● **TASK PROMPT**
Arrange the items below as a numbered list, leaving out any blank lines.

● **ITEMS**
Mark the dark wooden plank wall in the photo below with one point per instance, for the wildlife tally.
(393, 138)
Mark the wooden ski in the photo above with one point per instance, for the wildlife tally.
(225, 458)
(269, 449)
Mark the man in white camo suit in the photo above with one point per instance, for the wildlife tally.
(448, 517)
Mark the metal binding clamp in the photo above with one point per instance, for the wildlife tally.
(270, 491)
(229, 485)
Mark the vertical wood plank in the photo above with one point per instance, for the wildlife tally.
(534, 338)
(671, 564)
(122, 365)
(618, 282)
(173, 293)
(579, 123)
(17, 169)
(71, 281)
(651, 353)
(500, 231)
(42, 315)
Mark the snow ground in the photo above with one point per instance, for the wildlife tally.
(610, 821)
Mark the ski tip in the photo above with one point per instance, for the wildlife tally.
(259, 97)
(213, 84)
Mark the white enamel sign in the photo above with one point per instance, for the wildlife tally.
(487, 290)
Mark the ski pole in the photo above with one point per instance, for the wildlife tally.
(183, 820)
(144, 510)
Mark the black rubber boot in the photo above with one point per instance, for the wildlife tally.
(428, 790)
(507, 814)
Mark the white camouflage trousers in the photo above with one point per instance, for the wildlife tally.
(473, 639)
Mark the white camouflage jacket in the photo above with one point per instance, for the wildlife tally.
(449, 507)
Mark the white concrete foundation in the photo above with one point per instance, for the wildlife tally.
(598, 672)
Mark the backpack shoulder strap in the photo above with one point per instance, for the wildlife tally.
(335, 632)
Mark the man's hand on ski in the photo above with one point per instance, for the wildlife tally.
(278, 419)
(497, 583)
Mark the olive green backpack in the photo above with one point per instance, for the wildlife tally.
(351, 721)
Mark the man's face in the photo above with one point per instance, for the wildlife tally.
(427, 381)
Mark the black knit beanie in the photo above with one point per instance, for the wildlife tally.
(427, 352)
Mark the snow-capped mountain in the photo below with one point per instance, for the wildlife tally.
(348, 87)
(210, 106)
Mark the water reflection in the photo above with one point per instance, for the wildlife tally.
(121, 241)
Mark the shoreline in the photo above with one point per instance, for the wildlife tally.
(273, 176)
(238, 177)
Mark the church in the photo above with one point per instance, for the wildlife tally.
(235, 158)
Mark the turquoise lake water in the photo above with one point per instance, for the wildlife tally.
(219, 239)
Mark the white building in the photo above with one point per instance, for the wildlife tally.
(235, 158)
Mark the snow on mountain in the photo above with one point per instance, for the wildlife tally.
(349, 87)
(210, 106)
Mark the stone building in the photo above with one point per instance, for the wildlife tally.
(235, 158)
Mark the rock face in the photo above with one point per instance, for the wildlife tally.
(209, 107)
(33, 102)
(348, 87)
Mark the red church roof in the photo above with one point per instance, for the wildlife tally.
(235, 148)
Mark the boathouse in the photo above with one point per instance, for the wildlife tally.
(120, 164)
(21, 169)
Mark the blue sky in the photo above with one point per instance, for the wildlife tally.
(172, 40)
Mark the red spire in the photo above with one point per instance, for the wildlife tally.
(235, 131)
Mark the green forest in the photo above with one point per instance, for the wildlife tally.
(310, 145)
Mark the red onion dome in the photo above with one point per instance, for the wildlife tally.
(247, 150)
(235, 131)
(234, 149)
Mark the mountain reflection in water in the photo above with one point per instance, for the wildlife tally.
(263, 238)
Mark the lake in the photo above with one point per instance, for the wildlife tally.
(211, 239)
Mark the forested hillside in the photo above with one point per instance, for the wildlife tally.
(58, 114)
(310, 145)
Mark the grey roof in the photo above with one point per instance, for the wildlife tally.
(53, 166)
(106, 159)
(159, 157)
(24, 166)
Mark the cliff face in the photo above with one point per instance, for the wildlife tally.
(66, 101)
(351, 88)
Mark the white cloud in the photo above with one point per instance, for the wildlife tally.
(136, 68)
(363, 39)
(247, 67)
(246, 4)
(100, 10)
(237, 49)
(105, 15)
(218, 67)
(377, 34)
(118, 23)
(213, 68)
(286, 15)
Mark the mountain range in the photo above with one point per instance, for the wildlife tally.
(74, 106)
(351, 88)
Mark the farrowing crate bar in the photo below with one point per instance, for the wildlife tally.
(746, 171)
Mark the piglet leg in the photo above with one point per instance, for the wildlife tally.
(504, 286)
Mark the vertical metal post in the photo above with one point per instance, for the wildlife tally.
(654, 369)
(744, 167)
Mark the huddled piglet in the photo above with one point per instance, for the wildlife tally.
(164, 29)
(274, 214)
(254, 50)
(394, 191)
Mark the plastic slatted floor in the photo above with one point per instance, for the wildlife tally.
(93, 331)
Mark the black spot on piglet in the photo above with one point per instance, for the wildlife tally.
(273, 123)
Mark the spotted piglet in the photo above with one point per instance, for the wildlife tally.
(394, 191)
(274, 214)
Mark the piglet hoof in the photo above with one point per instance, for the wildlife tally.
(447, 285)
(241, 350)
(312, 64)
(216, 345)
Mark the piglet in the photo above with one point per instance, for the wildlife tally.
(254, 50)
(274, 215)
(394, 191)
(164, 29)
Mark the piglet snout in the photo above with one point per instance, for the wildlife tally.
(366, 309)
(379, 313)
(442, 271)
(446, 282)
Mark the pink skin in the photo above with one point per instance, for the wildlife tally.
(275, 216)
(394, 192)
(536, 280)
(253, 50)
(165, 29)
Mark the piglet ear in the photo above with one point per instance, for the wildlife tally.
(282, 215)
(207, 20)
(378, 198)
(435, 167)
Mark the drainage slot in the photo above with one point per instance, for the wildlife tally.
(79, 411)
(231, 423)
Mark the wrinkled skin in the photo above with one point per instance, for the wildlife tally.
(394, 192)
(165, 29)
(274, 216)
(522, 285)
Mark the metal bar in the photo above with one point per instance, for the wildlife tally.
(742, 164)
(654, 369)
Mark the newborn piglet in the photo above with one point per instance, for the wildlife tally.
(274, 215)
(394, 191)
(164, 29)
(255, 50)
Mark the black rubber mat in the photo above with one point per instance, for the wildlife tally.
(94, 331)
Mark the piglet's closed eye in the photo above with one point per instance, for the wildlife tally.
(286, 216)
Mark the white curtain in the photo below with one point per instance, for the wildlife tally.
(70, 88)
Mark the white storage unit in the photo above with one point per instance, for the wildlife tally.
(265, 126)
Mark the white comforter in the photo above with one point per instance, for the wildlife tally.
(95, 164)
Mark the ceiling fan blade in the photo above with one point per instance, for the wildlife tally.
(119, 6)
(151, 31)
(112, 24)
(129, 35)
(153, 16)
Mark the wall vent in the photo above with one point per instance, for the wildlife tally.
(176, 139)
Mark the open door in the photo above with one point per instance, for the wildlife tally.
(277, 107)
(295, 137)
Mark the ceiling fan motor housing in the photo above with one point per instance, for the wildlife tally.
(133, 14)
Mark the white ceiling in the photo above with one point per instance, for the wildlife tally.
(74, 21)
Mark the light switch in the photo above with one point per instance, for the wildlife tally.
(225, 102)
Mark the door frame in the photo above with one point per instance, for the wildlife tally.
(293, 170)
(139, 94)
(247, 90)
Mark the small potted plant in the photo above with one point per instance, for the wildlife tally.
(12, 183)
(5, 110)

● **SOLUTION TO THIS PROBLEM**
1. Mark the dark wooden plank wall in the photo below with one point per instance, for the wildlife tally.
2. (393, 138)
3. Mark the wooden ski in the photo above with one point per instance, for the wildlife tally.
4. (225, 458)
5. (269, 449)
6. Mark the man in white camo suit in the photo above with one point per instance, for the wildlife tally.
7. (448, 517)
8. Mark the metal binding clamp in the photo above with one point per instance, for the wildlife tally.
9. (270, 491)
10. (229, 485)
11. Mark the vertical wood plank in the photo above with one point per instance, for the wildlife tally.
12. (534, 338)
13. (671, 564)
14. (122, 365)
15. (618, 282)
16. (173, 293)
17. (579, 123)
18. (17, 169)
19. (71, 281)
20. (651, 353)
21. (500, 231)
22. (42, 315)
23. Mark the snow ground in the photo above with one point per instance, for the wildlife tally.
24. (610, 821)
25. Mark the ski tip in the photo above with one point per instance, for the wildlife tally.
26. (259, 97)
27. (213, 84)
28. Mark the white enamel sign in the photo above with one point per instance, for the wildlife tally.
29. (487, 290)
30. Mark the ski pole in the photo above with one point per instance, for the wildlife tally.
31. (183, 820)
32. (144, 510)
33. Mark the black rubber boot in the photo above with one point per instance, for the wildlife tally.
34. (428, 790)
35. (507, 814)
36. Mark the white camouflage trousers in the photo above with one point per instance, for the wildlife tally.
37. (473, 639)
38. Mark the white camouflage jacket in the photo above with one point per instance, for the wildlife tally.
39. (449, 507)
40. Mark the white concrete foundation in the photo above with one point per instance, for the wildlife tally.
41. (598, 672)
42. Mark the backpack shoulder strap in the photo above with one point per instance, for the wildlife tally.
43. (335, 632)
44. Mark the man's hand on ski in the photo above with one point per instance, for the wildlife tally.
45. (278, 419)
46. (497, 583)
47. Mark the olive green backpack in the photo above with one point per instance, for the wildlife tally.
48. (351, 721)
49. Mark the man's face in the photo above with one point per instance, for the wildlife tally.
50. (427, 381)
51. Mark the black knit beanie in the photo above with one point per instance, for the wildlife tally.
52. (427, 352)
53. Mark the snow-capped mountain in the photo below with one point per instance, for the wildlife tally.
54. (348, 87)
55. (210, 106)
56. Mark the water reflection in the photo above with one point per instance, for the wildlife tally.
57. (121, 241)
58. Mark the shoreline in the photo above with one point per instance, for the wildlife tally.
59. (273, 176)
60. (238, 177)
61. Mark the church in the photo above with one point per instance, for the wildlife tally.
62. (235, 158)
63. Mark the turquoise lake water in the photo above with one point per instance, for the wildlife tally.
64. (219, 239)
65. Mark the white building in the photo above with one point per instance, for the wildlife tally.
66. (235, 158)
67. Mark the snow on mountain in the photo above with one point per instance, for the wildlife tally.
68. (349, 87)
69. (210, 106)
70. Mark the stone building in the photo above with one point per instance, for the wildlife tally.
71. (235, 158)
72. Mark the rock face in the photo above with one point per instance, for the wildlife tally.
73. (209, 107)
74. (33, 102)
75. (348, 87)
76. Mark the red church roof in the photo above with one point per instance, for the wildlife tally.
77. (235, 148)
78. Mark the boathouse in the photo above with one point per instance, for the wildlife tally.
79. (120, 164)
80. (21, 169)
81. Mark the blue sky in the photo above with one point per instance, for the wildlife tally.
82. (172, 40)
83. Mark the red spire in the photo above with one point per instance, for the wildlife tally.
84. (235, 131)
85. Mark the green forest in the photo above with one point per instance, for the wildlife tally.
86. (310, 145)
87. Mark the red onion dome in the photo above with one point per instance, for the wildlife tally.
88. (247, 150)
89. (235, 131)
90. (234, 149)
91. Mark the mountain reflection in water in the photo above with one point per instance, for the wildlife tally.
92. (263, 238)
93. Mark the lake in the photo above with one point per instance, for the wildlife tally.
94. (211, 239)
95. Mark the forested hillside in the photo above with one point per instance, for the wildlife tally.
96. (58, 114)
97. (310, 145)
98. Mark the grey roof in the photo above with one point per instance, for the wildlife tally.
99. (53, 166)
100. (106, 159)
101. (159, 157)
102. (24, 166)
103. Mark the cliff face in the photo above with one point per instance, for the wildlife tally.
104. (66, 101)
105. (351, 88)
106. Mark the white cloud in the photo above with one point per instance, for the wildlife tally.
107. (136, 68)
108. (363, 39)
109. (247, 67)
110. (246, 4)
111. (100, 10)
112. (237, 49)
113. (105, 15)
114. (218, 67)
115. (377, 34)
116. (118, 23)
117. (213, 68)
118. (286, 15)
119. Mark the mountain range in the photo above with one point per instance, for the wildlife tally.
120. (74, 106)
121. (351, 88)
122. Mark the farrowing crate bar in the photo below with one point per instance, for the wildlife tally.
123. (746, 171)
124. Mark the piglet leg in the photo above with one point per instance, for the wildlife tally.
125. (504, 286)
126. Mark the vertical metal post in the photo above with one point per instance, for the wildlife tally.
127. (654, 369)
128. (744, 167)
129. Mark the huddled piglet in the photo above with one point per instance, for the wildlife tally.
130. (164, 29)
131. (274, 214)
132. (254, 50)
133. (394, 191)
134. Mark the plastic slatted floor in the photo above with one point per instance, for the wildlife tally.
135. (93, 331)
136. Mark the black spot on piglet in the photo above with one point per instance, for the wildlife tally.
137. (273, 123)
138. Mark the spotted piglet in the photo above with one point per instance, for the wildlife tally.
139. (394, 191)
140. (274, 214)
141. Mark the piglet hoof in the photo above with one point per instance, for the wildlife tally.
142. (447, 285)
143. (241, 350)
144. (312, 64)
145. (216, 345)
146. Mark the piglet in the photo above with one point per instance, for the wildlife tally.
147. (254, 50)
148. (274, 215)
149. (394, 191)
150. (164, 29)
151. Mark the piglet snout in the photo above with one point per instance, for the wildlife tally.
152. (366, 309)
153. (379, 313)
154. (442, 271)
155. (446, 282)
156. Mark the pink skin in the photo above with one point per instance, for the wildlife tally.
157. (275, 216)
158. (394, 192)
159. (536, 280)
160. (253, 50)
161. (165, 29)
162. Mark the piglet ear in the photo above with one point per instance, for the wildlife tally.
163. (282, 215)
164. (207, 20)
165. (378, 198)
166. (435, 167)
167. Mark the drainage slot in the photo above with one point per instance, for the wildlife tally.
168. (79, 411)
169. (231, 423)
170. Mark the wrinkled skin in the photo above with one point per instance, for the wildlife tally.
171. (394, 192)
172. (165, 29)
173. (274, 216)
174. (522, 285)
175. Mark the metal bar in the photo above with one point per instance, for the wildlife tally.
176. (742, 164)
177. (654, 369)
178. Mark the newborn piglet in the photo above with one point per instance, for the wildlife tally.
179. (274, 215)
180. (394, 191)
181. (164, 29)
182. (255, 50)
183. Mark the black rubber mat in the photo above with one point per instance, for the wildlife tally.
184. (94, 331)
185. Mark the piglet's closed eye in the photo above with one point per instance, for the wildlife tally.
186. (286, 216)
187. Mark the white curtain in the photo below with one point per instance, for the wildlife tally.
188. (70, 88)
189. Mark the white storage unit in the photo above with one point per instance, for the wildlife tally.
190. (265, 126)
191. Mark the white comforter in the photo above with one point per instance, for the wildlife tally.
192. (95, 164)
193. Mark the ceiling fan blade in the photo above with one point per instance, for the wildlife tally.
194. (119, 6)
195. (151, 31)
196. (112, 24)
197. (129, 35)
198. (153, 16)
199. Mark the wall vent in the photo above with one point per instance, for the wildlife tally.
200. (176, 139)
201. Mark the open door in the photo above with one point per instance, for the wildlife tally.
202. (277, 107)
203. (295, 137)
204. Mark the ceiling fan motor housing in the photo above with one point per instance, for the wildlife tally.
205. (133, 14)
206. Mark the white ceiling in the photo above with one point per instance, for the wildlife tally.
207. (74, 21)
208. Mark the light switch in the photo above with one point per instance, for the wildlife tally.
209. (225, 102)
210. Mark the door frame in the photo above with one point per instance, for the wildlife tally.
211. (293, 170)
212. (139, 94)
213. (247, 90)
214. Mark the small potted plant in the photo above with one point per instance, for the wildlife tally.
215. (12, 183)
216. (5, 110)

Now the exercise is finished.